## Record set
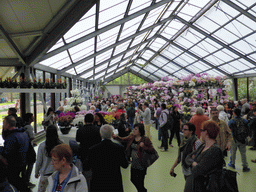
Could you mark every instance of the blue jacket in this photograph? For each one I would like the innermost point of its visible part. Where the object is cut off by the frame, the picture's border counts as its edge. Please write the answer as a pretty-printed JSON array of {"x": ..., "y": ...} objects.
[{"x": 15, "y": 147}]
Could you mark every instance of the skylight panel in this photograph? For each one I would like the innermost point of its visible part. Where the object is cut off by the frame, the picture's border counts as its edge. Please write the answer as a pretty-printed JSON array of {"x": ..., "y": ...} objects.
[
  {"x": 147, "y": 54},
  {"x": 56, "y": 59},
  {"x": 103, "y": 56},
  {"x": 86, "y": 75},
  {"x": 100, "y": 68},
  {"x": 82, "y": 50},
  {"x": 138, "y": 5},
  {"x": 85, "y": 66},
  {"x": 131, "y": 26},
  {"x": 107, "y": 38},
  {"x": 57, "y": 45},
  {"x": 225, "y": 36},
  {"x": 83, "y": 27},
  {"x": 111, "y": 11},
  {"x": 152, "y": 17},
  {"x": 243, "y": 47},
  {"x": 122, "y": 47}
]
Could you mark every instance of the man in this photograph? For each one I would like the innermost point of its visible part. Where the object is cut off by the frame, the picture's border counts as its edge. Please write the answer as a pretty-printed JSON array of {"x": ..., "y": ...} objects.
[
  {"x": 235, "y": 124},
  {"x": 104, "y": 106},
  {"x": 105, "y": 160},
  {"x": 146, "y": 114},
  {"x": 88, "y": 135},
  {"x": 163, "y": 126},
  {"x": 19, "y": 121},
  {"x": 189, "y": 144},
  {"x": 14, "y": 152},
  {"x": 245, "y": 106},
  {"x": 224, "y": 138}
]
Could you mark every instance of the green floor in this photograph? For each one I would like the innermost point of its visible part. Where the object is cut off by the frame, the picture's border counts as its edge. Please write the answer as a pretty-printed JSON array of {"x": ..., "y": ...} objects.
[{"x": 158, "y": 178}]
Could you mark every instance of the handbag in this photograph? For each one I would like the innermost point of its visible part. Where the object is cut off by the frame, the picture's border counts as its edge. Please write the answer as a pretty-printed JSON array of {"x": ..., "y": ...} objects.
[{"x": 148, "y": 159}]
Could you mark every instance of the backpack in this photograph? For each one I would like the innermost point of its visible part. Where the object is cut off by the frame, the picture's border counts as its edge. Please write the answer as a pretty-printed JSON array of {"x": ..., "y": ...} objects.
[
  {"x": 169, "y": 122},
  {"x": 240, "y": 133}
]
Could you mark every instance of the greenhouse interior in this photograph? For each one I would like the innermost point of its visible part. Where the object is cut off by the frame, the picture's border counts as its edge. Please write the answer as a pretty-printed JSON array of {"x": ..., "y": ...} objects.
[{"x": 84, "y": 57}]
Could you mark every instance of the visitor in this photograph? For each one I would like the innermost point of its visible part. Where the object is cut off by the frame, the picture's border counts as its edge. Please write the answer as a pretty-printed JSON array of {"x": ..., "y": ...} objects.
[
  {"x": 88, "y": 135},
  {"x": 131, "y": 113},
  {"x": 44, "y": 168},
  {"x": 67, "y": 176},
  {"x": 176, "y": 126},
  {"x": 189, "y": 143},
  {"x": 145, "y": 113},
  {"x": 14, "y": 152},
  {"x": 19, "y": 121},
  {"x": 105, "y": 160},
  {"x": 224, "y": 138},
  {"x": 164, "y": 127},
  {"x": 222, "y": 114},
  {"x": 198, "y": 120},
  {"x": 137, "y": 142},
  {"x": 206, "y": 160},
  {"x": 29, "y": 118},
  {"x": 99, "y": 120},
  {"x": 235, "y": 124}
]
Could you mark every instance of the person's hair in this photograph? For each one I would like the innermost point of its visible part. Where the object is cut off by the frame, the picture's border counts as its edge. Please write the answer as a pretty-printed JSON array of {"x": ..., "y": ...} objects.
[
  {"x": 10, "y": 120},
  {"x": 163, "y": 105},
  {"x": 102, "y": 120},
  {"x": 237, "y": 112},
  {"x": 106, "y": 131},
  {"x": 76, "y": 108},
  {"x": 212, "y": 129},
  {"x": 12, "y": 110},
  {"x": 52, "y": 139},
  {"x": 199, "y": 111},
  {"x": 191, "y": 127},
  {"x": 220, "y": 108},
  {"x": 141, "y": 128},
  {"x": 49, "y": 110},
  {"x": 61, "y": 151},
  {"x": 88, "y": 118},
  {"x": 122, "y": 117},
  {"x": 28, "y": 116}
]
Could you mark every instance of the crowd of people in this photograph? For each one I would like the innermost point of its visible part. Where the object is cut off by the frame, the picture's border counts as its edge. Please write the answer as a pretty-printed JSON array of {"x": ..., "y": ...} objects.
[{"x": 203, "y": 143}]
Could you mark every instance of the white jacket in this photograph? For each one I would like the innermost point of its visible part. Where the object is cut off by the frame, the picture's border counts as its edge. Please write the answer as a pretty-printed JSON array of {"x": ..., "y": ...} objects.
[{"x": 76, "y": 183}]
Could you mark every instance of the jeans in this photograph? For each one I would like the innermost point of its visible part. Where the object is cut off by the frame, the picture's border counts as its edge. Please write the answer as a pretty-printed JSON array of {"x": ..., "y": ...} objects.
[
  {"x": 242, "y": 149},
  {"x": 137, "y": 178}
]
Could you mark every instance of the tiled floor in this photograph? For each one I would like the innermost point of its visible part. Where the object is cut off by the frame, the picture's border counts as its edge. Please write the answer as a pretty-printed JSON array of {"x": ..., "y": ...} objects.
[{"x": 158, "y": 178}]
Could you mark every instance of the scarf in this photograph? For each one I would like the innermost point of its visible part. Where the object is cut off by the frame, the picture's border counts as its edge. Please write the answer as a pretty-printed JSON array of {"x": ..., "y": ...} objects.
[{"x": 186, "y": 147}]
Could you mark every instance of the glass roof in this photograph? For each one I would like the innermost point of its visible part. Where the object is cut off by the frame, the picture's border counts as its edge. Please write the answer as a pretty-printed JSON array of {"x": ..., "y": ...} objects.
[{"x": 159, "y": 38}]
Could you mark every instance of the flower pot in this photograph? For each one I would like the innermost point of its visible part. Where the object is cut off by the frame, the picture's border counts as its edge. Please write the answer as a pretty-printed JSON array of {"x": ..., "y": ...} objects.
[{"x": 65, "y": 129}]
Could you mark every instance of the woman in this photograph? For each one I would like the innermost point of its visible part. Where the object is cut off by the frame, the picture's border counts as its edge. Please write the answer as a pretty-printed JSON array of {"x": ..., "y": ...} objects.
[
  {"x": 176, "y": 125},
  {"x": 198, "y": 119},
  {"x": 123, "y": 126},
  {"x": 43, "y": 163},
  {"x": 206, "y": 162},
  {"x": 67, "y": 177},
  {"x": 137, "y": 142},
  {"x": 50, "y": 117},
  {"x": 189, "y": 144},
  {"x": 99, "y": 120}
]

## Description of the task
Make an exact copy of the records above. Keep out every picture.

## Task result
Could you mark every instance of the blue jacket in this photograph? For each one I would like the innermost point of its visible part. Where the object is cut off by the frame, the picture's border counts as its edge. Please write the answer as a pretty-printed JSON array of {"x": ..., "y": ...} objects.
[{"x": 15, "y": 147}]
Could you mark every instance of the skylight panel in this photograph? For each one I would like the innermost point of its visible part. Where the object is cut off by the frame, the picture's border counts as its edge. Please write the answer as a pretty-printed JSON array of {"x": ..., "y": ...} objects.
[
  {"x": 147, "y": 54},
  {"x": 56, "y": 59},
  {"x": 103, "y": 56},
  {"x": 86, "y": 75},
  {"x": 100, "y": 68},
  {"x": 82, "y": 50},
  {"x": 138, "y": 5},
  {"x": 85, "y": 66},
  {"x": 131, "y": 26},
  {"x": 107, "y": 38},
  {"x": 57, "y": 45},
  {"x": 225, "y": 36},
  {"x": 83, "y": 27},
  {"x": 111, "y": 11},
  {"x": 152, "y": 17},
  {"x": 243, "y": 47},
  {"x": 122, "y": 47}
]
Could you mark every instance of the man in this photograph? For each one I would like the innermost point of its visible part. Where the object is cut off by the frame, the picture's border counts as its edge. Please write the answer as a pretty-printed JSON array of {"x": ..., "y": ...} objects.
[
  {"x": 235, "y": 124},
  {"x": 104, "y": 106},
  {"x": 105, "y": 160},
  {"x": 146, "y": 114},
  {"x": 88, "y": 135},
  {"x": 163, "y": 126},
  {"x": 19, "y": 121},
  {"x": 189, "y": 144},
  {"x": 14, "y": 152},
  {"x": 245, "y": 106},
  {"x": 224, "y": 138}
]
Could you mark every instance of the green floor in this photograph? For each one I would like the innermost point of its visible part. Where the object is cut off by the frame, the picture's border counts as its edge. Please write the answer as a pretty-printed JSON array of {"x": ..., "y": ...} objects.
[{"x": 158, "y": 178}]
Could you mark every instance of the handbag in this photograph? For each one I would like the innermost point of its visible part. Where the object is cut off by the frame, the picture's border counts as its edge. Please write the answer as a pretty-printed JSON array of {"x": ..., "y": ...} objects.
[{"x": 148, "y": 159}]
Could you mark every instance of the backpack in this photograph? For each one I would like the innermost point of its visible part. Where the object is cut off by the frame, the picture's border counts as its edge. Please write the answer as a pretty-printed JSON array of {"x": ..., "y": ...} objects.
[
  {"x": 169, "y": 122},
  {"x": 240, "y": 133}
]
Could you mark every instance of the greenhouse interior in this photograph? For each one I would like the innermost point of its visible part. Where the object is cut off by the frame, the picture's border counts as its edge. Please write the answer as a pretty-printed JSON array of {"x": ..., "y": ...} objects.
[{"x": 84, "y": 57}]
Could you mark every instance of the visitor in this photograph? For each one I would like the innermost point of its visible part. Where the object is cut off by the frame, the picture's border counts as its edge. Please write the answer as a pretty-printed JSON array of {"x": ..., "y": ...} objects.
[
  {"x": 88, "y": 135},
  {"x": 131, "y": 113},
  {"x": 44, "y": 168},
  {"x": 67, "y": 176},
  {"x": 176, "y": 126},
  {"x": 189, "y": 143},
  {"x": 145, "y": 113},
  {"x": 14, "y": 152},
  {"x": 19, "y": 121},
  {"x": 105, "y": 160},
  {"x": 224, "y": 138},
  {"x": 164, "y": 127},
  {"x": 222, "y": 114},
  {"x": 198, "y": 120},
  {"x": 137, "y": 142},
  {"x": 206, "y": 160},
  {"x": 29, "y": 118},
  {"x": 99, "y": 120},
  {"x": 235, "y": 124}
]
Could you mark every instance of the person's hair in this photograph? For each one I would like the innermost point of its visible part. Where the object is cut off by the frame, the picture's border counts as its edge. Please write the answer as a pretty-printed JSON array of {"x": ..., "y": ...} objects.
[
  {"x": 10, "y": 120},
  {"x": 163, "y": 105},
  {"x": 102, "y": 120},
  {"x": 237, "y": 112},
  {"x": 106, "y": 131},
  {"x": 76, "y": 108},
  {"x": 212, "y": 129},
  {"x": 12, "y": 110},
  {"x": 52, "y": 139},
  {"x": 199, "y": 111},
  {"x": 191, "y": 127},
  {"x": 220, "y": 108},
  {"x": 141, "y": 128},
  {"x": 49, "y": 110},
  {"x": 61, "y": 151},
  {"x": 88, "y": 118},
  {"x": 122, "y": 117},
  {"x": 28, "y": 116}
]
Could you mark every instance of the crowd of people in this photograph? For each one I would like the innermost point of its visible part. Where the object is cut off by the frame, the picture's border counts as its edge. Please write the answer as a pretty-printed JSON array of {"x": ..., "y": ...} objects.
[{"x": 203, "y": 143}]
Could you mark every instance of the white jacket in this photograph? For each one I would like the innermost point of its visible part. Where the object is cut off by the frame, the picture's border counts as its edge. Please write the answer as a pretty-printed JSON array of {"x": ..., "y": ...} objects.
[{"x": 76, "y": 183}]
Could you mark every instance of the jeans in this photograph? For each one I would like the innermost point of its visible part. Where the object is cut off by the frame, the picture's border counts as its edge. Please write the answer as a pretty-printed JSON array of {"x": ..., "y": ...} objects.
[
  {"x": 242, "y": 149},
  {"x": 137, "y": 178}
]
Could you mark every instance of the tiled floor in this photograph? For each one I would like the innermost point of its visible part. Where the object is cut off by the frame, the picture's border counts as its edge. Please write the answer as a pretty-printed JSON array of {"x": ..., "y": ...} objects.
[{"x": 158, "y": 178}]
Could you mark every instance of the scarf in this photograph? For each one I would like the innermost point of its visible part. Where the object is cut off by the frame, the picture's border counts as its edge. Please write the answer as a pretty-printed JSON array of {"x": ..., "y": ...} objects.
[{"x": 186, "y": 147}]
Could you mark every instance of the glass roof in this photograph? For each one I would like the innermost point of its visible part. Where the object is cut off by the frame, the picture's border counts as its edge. Please write the answer as a pretty-printed JSON array of {"x": ..., "y": ...} objects.
[{"x": 159, "y": 38}]
Could you mark every instance of the flower pot in this photograph? For each one I would like the innermost point of its visible part. Where the object is cut off by the frame, the picture's border counts as its edge. Please write the answer as a pretty-printed JSON array of {"x": ..., "y": ...} objects.
[{"x": 65, "y": 129}]
Could you mark every instance of the woman in this photograph? For each one I would like the innermost point of its visible part. Where the object is cut off by the frame, the picture's border counts as its edge. Please write the answer as a pretty-printed JSON array of {"x": ..., "y": ...} objects.
[
  {"x": 176, "y": 125},
  {"x": 198, "y": 119},
  {"x": 123, "y": 126},
  {"x": 43, "y": 163},
  {"x": 206, "y": 162},
  {"x": 67, "y": 177},
  {"x": 137, "y": 142},
  {"x": 50, "y": 117},
  {"x": 189, "y": 144},
  {"x": 99, "y": 120}
]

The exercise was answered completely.